*Your assignment*: Looking at the listing beneath, work out how many lines hold "bottle" and report only that figure.

*Data for review*:
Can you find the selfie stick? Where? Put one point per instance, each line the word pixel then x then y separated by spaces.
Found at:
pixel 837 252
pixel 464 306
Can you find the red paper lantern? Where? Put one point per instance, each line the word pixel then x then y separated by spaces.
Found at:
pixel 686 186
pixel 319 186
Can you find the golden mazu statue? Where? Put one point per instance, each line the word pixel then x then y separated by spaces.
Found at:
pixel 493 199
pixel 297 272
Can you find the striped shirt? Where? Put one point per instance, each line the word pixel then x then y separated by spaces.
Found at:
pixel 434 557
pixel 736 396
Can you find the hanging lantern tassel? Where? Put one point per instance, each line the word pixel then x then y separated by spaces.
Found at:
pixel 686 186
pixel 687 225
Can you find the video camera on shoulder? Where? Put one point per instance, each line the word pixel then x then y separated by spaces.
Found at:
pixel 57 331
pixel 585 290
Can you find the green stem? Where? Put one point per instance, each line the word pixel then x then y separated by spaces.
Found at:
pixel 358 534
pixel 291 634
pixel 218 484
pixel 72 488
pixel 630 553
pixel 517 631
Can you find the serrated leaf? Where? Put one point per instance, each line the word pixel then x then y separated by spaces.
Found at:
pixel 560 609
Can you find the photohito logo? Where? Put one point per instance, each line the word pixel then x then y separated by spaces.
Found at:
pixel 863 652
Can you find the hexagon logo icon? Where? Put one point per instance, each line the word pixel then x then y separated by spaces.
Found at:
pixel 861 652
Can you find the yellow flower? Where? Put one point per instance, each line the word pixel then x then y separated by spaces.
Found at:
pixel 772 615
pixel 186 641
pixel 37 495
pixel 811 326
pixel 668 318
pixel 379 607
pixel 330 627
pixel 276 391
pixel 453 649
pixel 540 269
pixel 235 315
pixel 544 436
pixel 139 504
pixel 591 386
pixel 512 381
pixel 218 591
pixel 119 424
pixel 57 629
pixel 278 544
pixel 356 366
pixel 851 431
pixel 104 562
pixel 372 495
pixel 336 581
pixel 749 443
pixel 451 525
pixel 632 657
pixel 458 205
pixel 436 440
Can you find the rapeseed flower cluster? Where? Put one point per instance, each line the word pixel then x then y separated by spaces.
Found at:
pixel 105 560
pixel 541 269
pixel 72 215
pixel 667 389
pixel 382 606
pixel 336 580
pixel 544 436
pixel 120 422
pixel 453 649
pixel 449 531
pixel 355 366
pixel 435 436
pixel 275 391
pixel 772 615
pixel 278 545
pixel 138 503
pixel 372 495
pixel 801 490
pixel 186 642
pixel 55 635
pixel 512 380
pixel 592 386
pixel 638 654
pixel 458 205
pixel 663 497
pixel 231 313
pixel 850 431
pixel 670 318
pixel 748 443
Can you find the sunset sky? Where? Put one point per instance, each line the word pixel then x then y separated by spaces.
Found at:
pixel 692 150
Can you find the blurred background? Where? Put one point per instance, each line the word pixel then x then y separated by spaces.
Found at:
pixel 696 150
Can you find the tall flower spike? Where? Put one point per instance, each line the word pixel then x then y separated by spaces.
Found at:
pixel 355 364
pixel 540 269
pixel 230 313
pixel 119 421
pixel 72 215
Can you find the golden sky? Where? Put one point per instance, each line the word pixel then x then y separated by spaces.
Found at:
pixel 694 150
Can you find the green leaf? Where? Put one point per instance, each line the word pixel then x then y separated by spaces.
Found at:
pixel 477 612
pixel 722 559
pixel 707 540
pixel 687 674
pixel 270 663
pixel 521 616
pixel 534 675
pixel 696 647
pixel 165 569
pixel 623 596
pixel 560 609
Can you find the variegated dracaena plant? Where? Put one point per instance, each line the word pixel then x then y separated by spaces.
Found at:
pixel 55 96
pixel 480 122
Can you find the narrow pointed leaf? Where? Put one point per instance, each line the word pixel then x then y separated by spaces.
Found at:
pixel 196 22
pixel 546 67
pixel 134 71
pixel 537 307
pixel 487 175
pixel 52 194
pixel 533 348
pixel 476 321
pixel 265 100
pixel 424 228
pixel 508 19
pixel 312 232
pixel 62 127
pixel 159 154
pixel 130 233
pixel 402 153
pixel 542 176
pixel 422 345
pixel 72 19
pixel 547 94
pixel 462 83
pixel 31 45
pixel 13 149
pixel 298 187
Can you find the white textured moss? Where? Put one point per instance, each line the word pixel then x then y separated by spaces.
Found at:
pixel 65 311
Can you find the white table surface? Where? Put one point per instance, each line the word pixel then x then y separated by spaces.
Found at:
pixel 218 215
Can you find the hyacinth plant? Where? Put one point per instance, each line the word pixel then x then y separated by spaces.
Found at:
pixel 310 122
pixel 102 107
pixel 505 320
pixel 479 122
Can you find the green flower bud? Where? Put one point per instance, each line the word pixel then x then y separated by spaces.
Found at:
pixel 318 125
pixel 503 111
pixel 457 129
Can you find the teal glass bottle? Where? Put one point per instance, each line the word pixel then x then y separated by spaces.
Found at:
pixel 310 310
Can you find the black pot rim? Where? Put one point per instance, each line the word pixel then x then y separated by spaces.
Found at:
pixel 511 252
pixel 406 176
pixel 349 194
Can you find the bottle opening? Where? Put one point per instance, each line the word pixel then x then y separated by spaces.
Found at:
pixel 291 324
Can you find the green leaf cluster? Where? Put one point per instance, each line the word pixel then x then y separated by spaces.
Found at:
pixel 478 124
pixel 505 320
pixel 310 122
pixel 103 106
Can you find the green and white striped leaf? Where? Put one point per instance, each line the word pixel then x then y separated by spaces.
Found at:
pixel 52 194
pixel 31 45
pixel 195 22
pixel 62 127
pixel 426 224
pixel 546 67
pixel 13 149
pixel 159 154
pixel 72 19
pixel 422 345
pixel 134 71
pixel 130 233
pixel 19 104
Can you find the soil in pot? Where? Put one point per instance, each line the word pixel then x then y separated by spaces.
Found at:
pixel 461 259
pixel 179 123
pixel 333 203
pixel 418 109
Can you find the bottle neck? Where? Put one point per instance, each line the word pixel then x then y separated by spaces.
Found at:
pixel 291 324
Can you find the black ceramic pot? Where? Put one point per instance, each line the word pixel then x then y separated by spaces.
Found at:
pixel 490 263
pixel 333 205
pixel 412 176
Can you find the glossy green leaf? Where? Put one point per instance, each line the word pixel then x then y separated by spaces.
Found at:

*Result below*: 3